TRECHO SELECIONADO:
Observo, para tanto, o artigo 12, III, da lei 9.433/97:

Art. 12. Estão sujeitos a outorga pelo Poder Público os direitos dos seguintes usos de recursos hídricos:

III - lançamento em corpo de água de esgotos e demais resíduos líquidos ou gasosos, tratados ou não, com o fim de sua diluição, transporte ou disposição final;

Para isso, deve haver o devido licenciamento ambiental.

O deferimento da outorga está condicionado às prioridades de uso estabelecidas em Planos de Recursos Hídricos, ao enquadramento do corpo de água, a manutenção de condições adequadas ao transporte aquática e a preservação do uso múltiplo dos recursos hídricos. Paulo Affonso Leme Machado (obra citada, pág. 453) vê assim um ato administrativo vinculado. Mas, por outro lado, vê discricionariedade, através de uma escolha baseada na maximização de um interesse público.

A ANA dará publicidade aos pedidos de outorga de direito de uso de recursos hídricos de domínio da União, bem como aos atos administrativos que deles resultarem, por meio de publicação na imprensa oficial e em pelo menos um jornal de grande circulação na respectiva região.

Observo o artigo 13 daquele diploma legal:

Art. 13. Toda outorga estará condicionada às prioridades de uso estabelecidas nos Planos de Recursos Hídricos e deverá respeitar a classe em que o corpo de água estiver enquadrado e a manutenção de condições adequadas ao transporte aquaviário, quando for o caso.

Parágrafo único. A outorga de uso dos recursos hídricos deverá preservar o uso múltiplo destes.

A outorga poderá ser suspensa:

Art. 15. A outorga de direito de uso de recursos hídricos poderá ser suspensa parcial ou totalmente, em definitivo ou por prazo determinado, nas seguintes circunstâncias:

I - não cumprimento pelo outorgado dos termos da outorga;

II - ausência de uso por três anos consecutivos;

III - necessidade premente de água para atender a situações de calamidade, inclusive as decorrentes de condições climáticas adversas;

IV - necessidade de se prevenir ou reverter grave degradação ambiental;

V - necessidade de se atender a usos prioritários, de interesse coletivo, para os quais não se disponha de fontes alternativas;

VI - necessidade de serem mantidas as características de navegabilidade do corpo de água.

Independem de outorga (artigo 12, § 1º, da Lei 9.433/97:

§ 1º Independem de outorga pelo Poder Público, conforme definido em regulamento:

I - o uso de recursos hídricos para a satisfação das necessidades de pequenos núcleos populacionais, distribuídos no meio rural;

II - as derivações, captações e lançamentos considerados insignificantes;

III - as acumulações de volumes de água consideradas insignificantes.

Há um verdadeiro direito subjetivo do usuário de usar a água sem a intervenção prévia do Poder Público.

REGISTROS DE DADOS:
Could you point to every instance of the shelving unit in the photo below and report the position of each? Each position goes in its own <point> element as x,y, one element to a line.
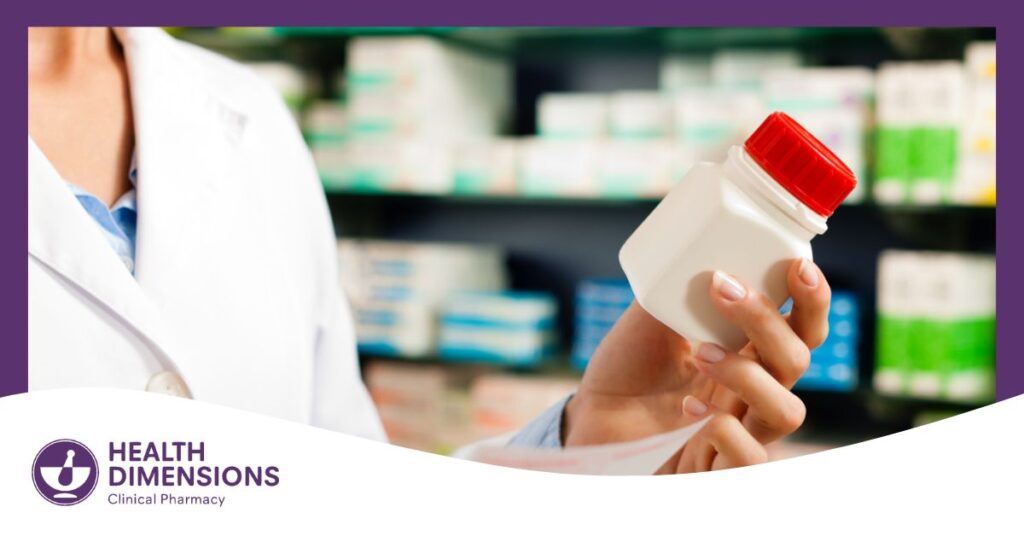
<point>553,243</point>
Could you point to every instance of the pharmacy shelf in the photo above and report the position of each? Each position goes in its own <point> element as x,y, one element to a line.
<point>513,200</point>
<point>557,366</point>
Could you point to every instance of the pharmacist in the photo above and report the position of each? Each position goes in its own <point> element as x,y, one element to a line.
<point>179,242</point>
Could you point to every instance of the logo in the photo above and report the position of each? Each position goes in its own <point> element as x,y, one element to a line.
<point>65,472</point>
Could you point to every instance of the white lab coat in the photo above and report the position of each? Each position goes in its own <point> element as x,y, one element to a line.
<point>236,297</point>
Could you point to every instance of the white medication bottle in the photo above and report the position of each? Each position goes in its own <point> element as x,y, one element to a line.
<point>750,216</point>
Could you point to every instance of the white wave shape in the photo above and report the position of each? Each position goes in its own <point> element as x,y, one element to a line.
<point>956,476</point>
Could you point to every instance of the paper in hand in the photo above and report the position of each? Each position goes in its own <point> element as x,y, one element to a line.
<point>634,457</point>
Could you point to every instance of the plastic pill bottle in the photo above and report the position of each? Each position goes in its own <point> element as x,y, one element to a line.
<point>750,215</point>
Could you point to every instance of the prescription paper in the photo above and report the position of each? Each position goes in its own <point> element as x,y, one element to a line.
<point>634,457</point>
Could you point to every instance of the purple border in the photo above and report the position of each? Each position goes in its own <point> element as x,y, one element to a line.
<point>13,216</point>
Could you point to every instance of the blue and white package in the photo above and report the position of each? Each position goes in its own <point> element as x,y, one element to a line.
<point>834,364</point>
<point>512,328</point>
<point>599,302</point>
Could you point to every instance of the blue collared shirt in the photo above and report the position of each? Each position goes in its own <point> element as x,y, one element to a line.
<point>119,221</point>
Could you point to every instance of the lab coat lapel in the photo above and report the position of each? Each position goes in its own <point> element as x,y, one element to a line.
<point>65,238</point>
<point>185,145</point>
<point>182,151</point>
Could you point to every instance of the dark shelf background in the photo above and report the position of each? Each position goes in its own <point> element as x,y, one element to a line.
<point>553,243</point>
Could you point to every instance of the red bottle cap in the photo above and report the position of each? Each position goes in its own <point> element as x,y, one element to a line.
<point>802,164</point>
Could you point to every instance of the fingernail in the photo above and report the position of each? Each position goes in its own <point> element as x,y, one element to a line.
<point>808,274</point>
<point>710,353</point>
<point>728,287</point>
<point>693,406</point>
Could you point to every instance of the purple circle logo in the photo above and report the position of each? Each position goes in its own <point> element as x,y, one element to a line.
<point>65,472</point>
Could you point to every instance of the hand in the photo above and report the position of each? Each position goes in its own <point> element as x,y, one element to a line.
<point>645,379</point>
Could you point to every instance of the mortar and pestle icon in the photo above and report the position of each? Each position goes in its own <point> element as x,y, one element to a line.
<point>66,479</point>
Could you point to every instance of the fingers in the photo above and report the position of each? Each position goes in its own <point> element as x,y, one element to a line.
<point>772,410</point>
<point>734,445</point>
<point>811,297</point>
<point>782,353</point>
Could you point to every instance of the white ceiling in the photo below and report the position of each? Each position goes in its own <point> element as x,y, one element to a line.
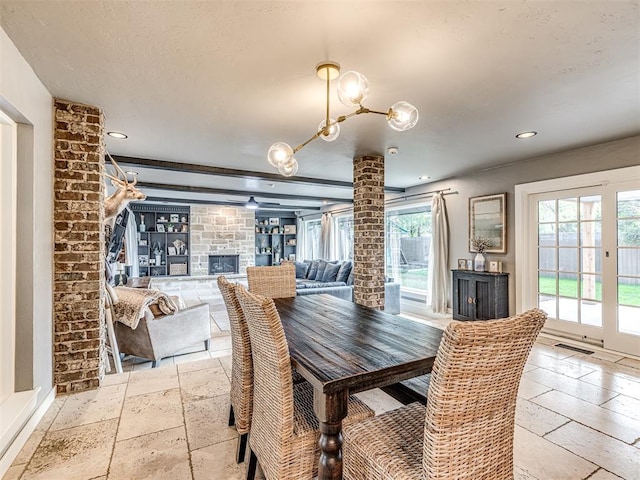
<point>217,82</point>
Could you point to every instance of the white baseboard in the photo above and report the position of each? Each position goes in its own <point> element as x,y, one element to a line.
<point>29,419</point>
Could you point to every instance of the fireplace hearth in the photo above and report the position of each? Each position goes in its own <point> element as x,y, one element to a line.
<point>224,264</point>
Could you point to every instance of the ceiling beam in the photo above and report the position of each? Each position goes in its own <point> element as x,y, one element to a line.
<point>230,172</point>
<point>230,204</point>
<point>241,193</point>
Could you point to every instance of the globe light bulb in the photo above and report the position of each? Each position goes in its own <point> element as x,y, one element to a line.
<point>279,153</point>
<point>353,88</point>
<point>334,130</point>
<point>402,116</point>
<point>288,168</point>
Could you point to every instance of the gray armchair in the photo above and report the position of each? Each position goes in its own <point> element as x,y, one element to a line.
<point>157,337</point>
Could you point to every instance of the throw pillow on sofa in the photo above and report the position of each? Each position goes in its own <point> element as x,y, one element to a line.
<point>302,269</point>
<point>322,264</point>
<point>313,270</point>
<point>350,278</point>
<point>345,270</point>
<point>331,272</point>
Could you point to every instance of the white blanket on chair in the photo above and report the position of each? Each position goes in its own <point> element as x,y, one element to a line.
<point>133,302</point>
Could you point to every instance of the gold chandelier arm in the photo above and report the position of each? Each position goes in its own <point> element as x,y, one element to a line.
<point>326,123</point>
<point>303,144</point>
<point>340,119</point>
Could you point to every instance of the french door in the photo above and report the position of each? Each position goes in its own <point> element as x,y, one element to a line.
<point>587,262</point>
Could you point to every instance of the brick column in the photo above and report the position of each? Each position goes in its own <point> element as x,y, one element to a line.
<point>368,241</point>
<point>78,289</point>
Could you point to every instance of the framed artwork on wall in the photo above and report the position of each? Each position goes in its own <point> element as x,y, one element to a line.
<point>488,220</point>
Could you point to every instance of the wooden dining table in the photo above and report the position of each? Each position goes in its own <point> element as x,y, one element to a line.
<point>341,347</point>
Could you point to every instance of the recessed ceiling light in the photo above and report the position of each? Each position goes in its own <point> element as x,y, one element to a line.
<point>527,134</point>
<point>119,135</point>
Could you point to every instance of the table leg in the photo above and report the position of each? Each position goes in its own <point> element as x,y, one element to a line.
<point>330,409</point>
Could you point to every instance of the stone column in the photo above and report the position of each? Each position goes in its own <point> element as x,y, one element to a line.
<point>368,219</point>
<point>78,289</point>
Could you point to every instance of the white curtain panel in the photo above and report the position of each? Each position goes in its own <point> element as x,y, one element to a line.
<point>325,237</point>
<point>438,256</point>
<point>301,239</point>
<point>131,244</point>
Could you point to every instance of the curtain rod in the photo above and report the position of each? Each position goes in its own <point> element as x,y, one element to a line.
<point>404,197</point>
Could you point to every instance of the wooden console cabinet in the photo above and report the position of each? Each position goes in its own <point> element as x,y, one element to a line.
<point>480,295</point>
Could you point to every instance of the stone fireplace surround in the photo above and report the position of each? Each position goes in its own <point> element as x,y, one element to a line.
<point>224,264</point>
<point>221,230</point>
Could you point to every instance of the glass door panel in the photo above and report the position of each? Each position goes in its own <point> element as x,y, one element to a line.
<point>569,259</point>
<point>628,257</point>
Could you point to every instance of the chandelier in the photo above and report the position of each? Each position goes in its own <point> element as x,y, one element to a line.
<point>353,89</point>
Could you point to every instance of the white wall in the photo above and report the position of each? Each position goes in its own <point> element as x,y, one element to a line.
<point>25,100</point>
<point>606,156</point>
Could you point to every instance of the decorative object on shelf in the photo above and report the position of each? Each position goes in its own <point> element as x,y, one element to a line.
<point>495,266</point>
<point>180,246</point>
<point>487,219</point>
<point>121,278</point>
<point>251,204</point>
<point>353,89</point>
<point>480,245</point>
<point>157,253</point>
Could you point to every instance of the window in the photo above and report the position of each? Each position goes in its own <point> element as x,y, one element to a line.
<point>408,238</point>
<point>344,237</point>
<point>311,248</point>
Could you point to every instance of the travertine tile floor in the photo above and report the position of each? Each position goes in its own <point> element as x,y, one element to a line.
<point>578,417</point>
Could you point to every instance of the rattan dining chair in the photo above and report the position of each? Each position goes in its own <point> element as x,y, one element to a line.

PROBLEMAS:
1. Passe para o inglês esta frase do trecho sobre a outorga de uso da água: "Há um verdadeiro direito subjetivo do usuário de usar a água sem a intervenção prévia do Poder Público."
2. Segundo o trecho selecionado, depois de quanto tempo sem uso a outorga de direito de uso de recursos hídricos pode ser suspensa?
3. Reproduza do trecho selecionado a parte que começa em "Art. 12. Estão sujeitos" e segue até "um interesse público.".

RESPOSTAS CORRETAS:
1. There is a true subjective right of the user to use water without prior intervention by the public authorities.

2. Depois de três anos consecutivos sem uso.

3.
Art. 12. Estão sujeitos a outorga pelo Poder Público os direitos dos seguintes usos de recursos hídricos:

III - lançamento em corpo de água de esgotos e demais resíduos líquidos ou gasosos, tratados ou não, com o fim de sua diluição, transporte ou disposição final;

Para isso, deve haver o devido licenciamento ambiental.

O deferimento da outorga está condicionado às prioridades de uso estabelecidas em Planos de Recursos Hídricos, ao enquadramento do corpo de água, a manutenção de condições adequadas ao transporte aquática e a preservação do uso múltiplo dos recursos hídricos. Paulo Affonso Leme Machado (obra citada, pág. 453) vê assim um ato administrativo vinculado. Mas, por outro lado, vê discricionariedade, através de uma escolha baseada na maximização de um interesse público.